━━ TASK DATA ━━

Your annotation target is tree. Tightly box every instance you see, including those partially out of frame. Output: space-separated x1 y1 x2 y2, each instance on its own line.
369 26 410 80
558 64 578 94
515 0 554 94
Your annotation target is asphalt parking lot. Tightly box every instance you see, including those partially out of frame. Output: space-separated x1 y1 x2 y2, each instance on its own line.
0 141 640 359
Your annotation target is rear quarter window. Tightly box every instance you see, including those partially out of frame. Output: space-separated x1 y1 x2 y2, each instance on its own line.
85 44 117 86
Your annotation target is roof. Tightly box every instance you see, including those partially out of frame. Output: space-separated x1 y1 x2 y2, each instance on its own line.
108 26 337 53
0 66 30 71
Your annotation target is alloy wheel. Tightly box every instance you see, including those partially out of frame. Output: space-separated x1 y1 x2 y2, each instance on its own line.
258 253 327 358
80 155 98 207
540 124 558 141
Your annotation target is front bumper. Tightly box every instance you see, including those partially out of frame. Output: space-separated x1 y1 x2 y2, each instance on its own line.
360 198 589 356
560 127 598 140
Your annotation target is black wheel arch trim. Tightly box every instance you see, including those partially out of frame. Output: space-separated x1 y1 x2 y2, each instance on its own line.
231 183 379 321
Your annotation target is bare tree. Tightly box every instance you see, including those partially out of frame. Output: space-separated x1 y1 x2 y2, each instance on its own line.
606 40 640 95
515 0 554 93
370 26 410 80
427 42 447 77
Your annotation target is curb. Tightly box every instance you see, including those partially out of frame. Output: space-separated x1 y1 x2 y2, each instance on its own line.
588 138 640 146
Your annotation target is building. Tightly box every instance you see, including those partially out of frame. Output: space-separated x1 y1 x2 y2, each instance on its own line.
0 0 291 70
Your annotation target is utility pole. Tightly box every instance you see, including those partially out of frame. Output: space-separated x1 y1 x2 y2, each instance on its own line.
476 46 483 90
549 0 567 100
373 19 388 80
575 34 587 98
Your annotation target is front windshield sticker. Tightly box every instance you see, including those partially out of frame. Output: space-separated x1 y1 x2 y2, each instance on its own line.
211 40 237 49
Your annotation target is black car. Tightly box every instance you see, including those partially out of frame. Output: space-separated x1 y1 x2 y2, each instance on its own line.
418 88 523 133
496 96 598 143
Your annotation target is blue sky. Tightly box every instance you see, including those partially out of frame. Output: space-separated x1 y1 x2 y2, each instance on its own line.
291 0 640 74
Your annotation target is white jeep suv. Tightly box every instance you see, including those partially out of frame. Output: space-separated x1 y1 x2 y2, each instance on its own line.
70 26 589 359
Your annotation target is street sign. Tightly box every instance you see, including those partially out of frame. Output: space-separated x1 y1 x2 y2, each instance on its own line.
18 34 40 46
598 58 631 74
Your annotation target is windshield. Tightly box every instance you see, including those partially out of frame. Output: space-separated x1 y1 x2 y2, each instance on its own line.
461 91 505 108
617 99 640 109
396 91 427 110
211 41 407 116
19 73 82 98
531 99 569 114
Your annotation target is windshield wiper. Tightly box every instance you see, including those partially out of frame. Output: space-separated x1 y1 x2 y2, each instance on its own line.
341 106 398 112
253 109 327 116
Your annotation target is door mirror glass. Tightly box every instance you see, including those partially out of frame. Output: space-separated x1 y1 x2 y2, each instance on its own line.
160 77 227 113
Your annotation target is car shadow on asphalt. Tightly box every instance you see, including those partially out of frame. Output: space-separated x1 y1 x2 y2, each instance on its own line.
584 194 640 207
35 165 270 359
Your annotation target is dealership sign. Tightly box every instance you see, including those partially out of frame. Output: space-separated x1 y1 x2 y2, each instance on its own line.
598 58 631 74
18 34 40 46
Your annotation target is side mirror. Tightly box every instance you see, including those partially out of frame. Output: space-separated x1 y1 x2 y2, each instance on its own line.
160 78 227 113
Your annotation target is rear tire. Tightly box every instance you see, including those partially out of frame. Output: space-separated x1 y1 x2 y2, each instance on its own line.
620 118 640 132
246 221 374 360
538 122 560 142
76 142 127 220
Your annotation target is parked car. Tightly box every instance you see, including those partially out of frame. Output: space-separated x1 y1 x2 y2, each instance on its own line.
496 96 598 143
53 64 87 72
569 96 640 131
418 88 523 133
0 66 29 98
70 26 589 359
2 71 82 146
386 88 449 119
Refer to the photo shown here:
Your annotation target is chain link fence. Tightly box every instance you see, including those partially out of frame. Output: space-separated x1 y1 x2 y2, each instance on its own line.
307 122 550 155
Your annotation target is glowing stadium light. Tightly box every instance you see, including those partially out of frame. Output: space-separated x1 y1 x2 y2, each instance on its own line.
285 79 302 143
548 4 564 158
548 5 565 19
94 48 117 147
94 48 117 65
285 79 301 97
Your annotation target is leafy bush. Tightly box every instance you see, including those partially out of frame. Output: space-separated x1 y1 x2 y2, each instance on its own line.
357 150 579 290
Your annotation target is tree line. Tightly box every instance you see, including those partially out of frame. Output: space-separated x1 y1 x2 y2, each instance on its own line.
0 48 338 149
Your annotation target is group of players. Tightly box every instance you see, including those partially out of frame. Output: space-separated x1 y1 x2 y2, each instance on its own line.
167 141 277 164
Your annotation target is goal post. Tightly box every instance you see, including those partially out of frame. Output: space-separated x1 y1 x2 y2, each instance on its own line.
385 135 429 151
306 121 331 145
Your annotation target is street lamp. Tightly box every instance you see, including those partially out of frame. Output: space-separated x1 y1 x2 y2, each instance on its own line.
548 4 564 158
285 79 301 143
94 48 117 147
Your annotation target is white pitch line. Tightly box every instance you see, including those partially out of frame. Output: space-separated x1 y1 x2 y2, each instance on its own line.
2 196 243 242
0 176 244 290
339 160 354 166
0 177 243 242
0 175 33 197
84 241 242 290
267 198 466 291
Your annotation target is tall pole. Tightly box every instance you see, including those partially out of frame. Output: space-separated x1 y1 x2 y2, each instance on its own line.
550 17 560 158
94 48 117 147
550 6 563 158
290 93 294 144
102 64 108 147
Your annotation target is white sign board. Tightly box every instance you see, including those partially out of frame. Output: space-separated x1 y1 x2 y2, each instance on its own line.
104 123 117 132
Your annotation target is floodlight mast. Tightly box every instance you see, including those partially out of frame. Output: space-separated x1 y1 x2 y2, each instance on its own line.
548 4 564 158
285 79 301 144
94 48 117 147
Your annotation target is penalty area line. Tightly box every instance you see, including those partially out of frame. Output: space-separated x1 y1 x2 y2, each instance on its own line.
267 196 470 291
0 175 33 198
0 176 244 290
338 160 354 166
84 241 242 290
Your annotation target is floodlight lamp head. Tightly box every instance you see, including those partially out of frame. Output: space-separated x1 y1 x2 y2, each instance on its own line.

━━━

◆ EXERCISE DIRECTIONS
Rewrite all of the material above as a JSON list of strings, with one string for each line and no strings for blank lines.

◆ THE RESULT
[
  "Your annotation target is tree. Tightly box every instance you see, including those partially out of frame. Output: space-separated x1 y1 x2 y2, each instance on its own line.",
  "369 26 410 80",
  "558 64 578 94",
  "515 0 554 94",
  "Your annotation target is asphalt parking lot. Tightly box every instance you see, including those partially out of frame. Output: space-separated x1 y1 x2 y2, each instance on its own line.",
  "0 141 640 359",
  "Your annotation target is rear quarter window. Tightly box every instance you see, including those partially out of frame. Output: space-separated x1 y1 x2 y2, each instance on its own line.",
  "85 44 117 86",
  "Your annotation target is roof. Tightly box every instance you see, including those partially out of frame. Output: space-separated x1 y1 x2 y2, each instance on its own line.",
  "108 26 337 53",
  "0 66 30 71",
  "Your annotation target is alloy wheel. Tightly box every instance you see, including those partially out of frame. Output: space-separated x1 y1 x2 y2, each instance on its own line.",
  "258 253 327 358",
  "80 155 98 207",
  "540 124 558 141",
  "Your annotation target is front bumper. Tightly box every instance you see, including those partially out of frame. Output: space-separated x1 y1 x2 y2, each instance on its own line.",
  "360 198 589 356",
  "560 127 598 140",
  "Your annotation target is black wheel arch trim. Tightly box every instance you see, including those partially out of frame. Output: space-separated x1 y1 x2 y2, each instance on its own line.",
  "231 183 379 321",
  "Your annotation target is bare tree. Tightly box every instance you see, including those partially out of frame. Output: space-separated x1 y1 x2 y2, each instance on its own line.",
  "606 40 640 95",
  "515 0 554 93",
  "370 26 410 80",
  "427 42 447 77",
  "Your annotation target is curb. Tightly box every instance you see, including those partially out of frame. Output: space-separated x1 y1 x2 y2, each instance on its own line.",
  "588 138 640 146",
  "Your annotation target is building. Tightly box every instance you see, including those partially out of frame. Output: space-separated x1 y1 x2 y2, each instance on its own line.",
  "0 0 291 70",
  "Your annotation target is utility pole. Tightly box every instance you see, including those partially out of frame. Output: space-separated x1 y1 x2 y2, each instance on its own line.",
  "476 46 483 90",
  "549 0 567 100",
  "373 19 388 80",
  "575 34 587 98",
  "Your annotation target is front windshield sticker. Tightly box every instance you see, including those partially out of frame. Output: space-separated x1 y1 x2 y2, each instance on its own line.",
  "211 40 237 49",
  "Your annotation target is black car. Tightly box every instance you see, including those partially out of frame. Output: space-separated x1 y1 x2 y2, each instance on its own line.",
  "418 88 523 133",
  "496 96 598 143",
  "Your annotation target is blue sky. Tightly box every instance you see, including those partially out of frame. Output: space-separated x1 y1 x2 y2, each instance on its own line.",
  "291 0 640 74",
  "Your annotation target is white jeep suv. Tightly box every instance you see, including those partially out of frame. Output: space-separated x1 y1 x2 y2, each instance on its own line.",
  "70 26 589 359",
  "Your annotation target is street sign. Tightly box every instance you see, including those partially out of frame. Output: space-separated x1 y1 x2 y2, each instance on its own line.",
  "18 34 40 46",
  "598 58 631 74",
  "Your annotation target is windshield. Tightly box every instance you see, including those partially out of frame. Output: space-separated x1 y1 x2 y2, each instance on its own line.",
  "461 91 505 108",
  "617 99 640 109",
  "396 91 427 110",
  "211 41 407 116",
  "19 73 82 98",
  "531 99 569 114",
  "Your annotation target is windshield wiper. Tightly box every instance you see, including those partially out of frame. Output: space-separated x1 y1 x2 y2, each instance on its own line.",
  "341 106 398 112",
  "253 109 327 116",
  "Your annotation target is door mirror glass. Tightly box every instance you see, including those partially out of frame. Output: space-separated x1 y1 x2 y2, each instance on its own line.",
  "160 77 227 113",
  "Your annotation target is car shadow on asphalt. Tightly box every instance you see, including those partially out of frame. Output: space-separated x1 y1 x2 y2, each instance on its own line.",
  "584 194 640 207",
  "35 165 270 359",
  "Your annotation target is dealership sign. Tightly box every instance you see, including those partially out of frame. Output: space-separated x1 y1 x2 y2, each instance on its own line.",
  "598 58 631 74",
  "18 34 40 46",
  "Your annotation target is side mirror. Tightly box every instance you see, including those partially out of frame. Output: space-separated x1 y1 x2 y2, each instance on its own line.",
  "160 78 227 113",
  "Your annotation target is rear tire. Tightly box every instance you see, including those partially out of frame. Output: space-separated x1 y1 x2 y2, each instance on its own line.",
  "620 118 640 132",
  "246 221 374 360",
  "538 122 560 142",
  "76 142 127 220",
  "Your annotation target is parked car. Tightly box every instance you see, including those partially out of frame. Output: space-separated x1 y1 x2 y2, each instance on its own line.",
  "496 96 598 143",
  "53 64 87 72",
  "569 96 640 131",
  "418 88 523 133",
  "0 66 29 98",
  "70 26 589 359",
  "2 71 82 146",
  "386 88 449 119",
  "Refer to the photo shown here:",
  "Your annotation target is chain link fence. Tightly box every instance you see, including those partially out of frame. Output: space-separated x1 y1 x2 y2, each instance on its own line.",
  "307 122 550 155",
  "Your annotation target is glowing stadium light. Tightly box every instance you see, including those partially out of frame. Output: space-separated x1 y1 x2 y2, each instance on its own line.",
  "285 79 302 143",
  "548 4 564 158",
  "548 5 565 19",
  "94 48 117 147",
  "94 48 117 65",
  "285 79 301 97",
  "Your annotation target is leafy bush. Tightly box every instance you see, including those partially out of frame. Output: space-separated x1 y1 x2 y2, each instance on its own line.",
  "357 150 579 290",
  "Your annotation target is tree line. Tightly box every instance you see, including those partially out of frame. Output: space-separated x1 y1 x2 y2, each instance on its own line.",
  "0 48 338 149",
  "Your annotation target is group of players. Tightly box every instance you see, including those partially out of frame. Output: space-separated x1 y1 x2 y2, each instance on its own line.",
  "167 141 277 164",
  "Your annotation target is goal post. Tightly box every instance you see, including those partially out of frame. Output: space-separated x1 y1 x2 y2, each instance on its own line.",
  "385 135 429 151",
  "306 121 331 145",
  "Your annotation target is street lamp. Tightly box every instance you see, including those partially out of frame. Output: space-separated x1 y1 x2 y2, each instance on its own line.",
  "548 4 564 158",
  "285 79 301 143",
  "94 48 117 147",
  "Your annotation target is white pitch line. Tightly box every instance you see, including those partially out of frame. Output: space-separated x1 y1 x2 y2, each instance on its own line.",
  "2 196 243 242",
  "0 176 244 290",
  "339 160 354 166",
  "0 177 243 242",
  "0 175 33 197",
  "84 241 242 290",
  "267 198 466 291",
  "Your annotation target is tall pole. Tightly box every instance you see, including those partially out of frame. Output: space-separated x1 y1 x2 y2, each instance on its own line.",
  "550 17 560 158",
  "94 48 117 147",
  "550 6 563 158",
  "290 93 294 144",
  "102 64 108 147",
  "Your annotation target is white sign board. Tightly box every instance you see, including those partially out of frame. Output: space-separated x1 y1 x2 y2, each instance on its own line.",
  "104 123 117 132",
  "Your annotation target is floodlight mast. Tightly box every instance you see, including those partially out of frame. Output: space-separated x1 y1 x2 y2, each instance on its own line.",
  "548 4 564 158",
  "285 79 301 144",
  "94 48 117 147",
  "Your annotation target is penalty area line. Tightly box every instance you see, including those partially out of frame. Output: space-separated x1 y1 x2 y2, each instance on its own line.",
  "267 196 470 291",
  "0 175 33 198",
  "0 176 244 290",
  "338 160 354 166",
  "84 241 242 290",
  "Your annotation target is floodlight lamp head. Tightly box every instance you see, including those partially out of frame. Output: space-separated x1 y1 x2 y2, each instance on its own line."
]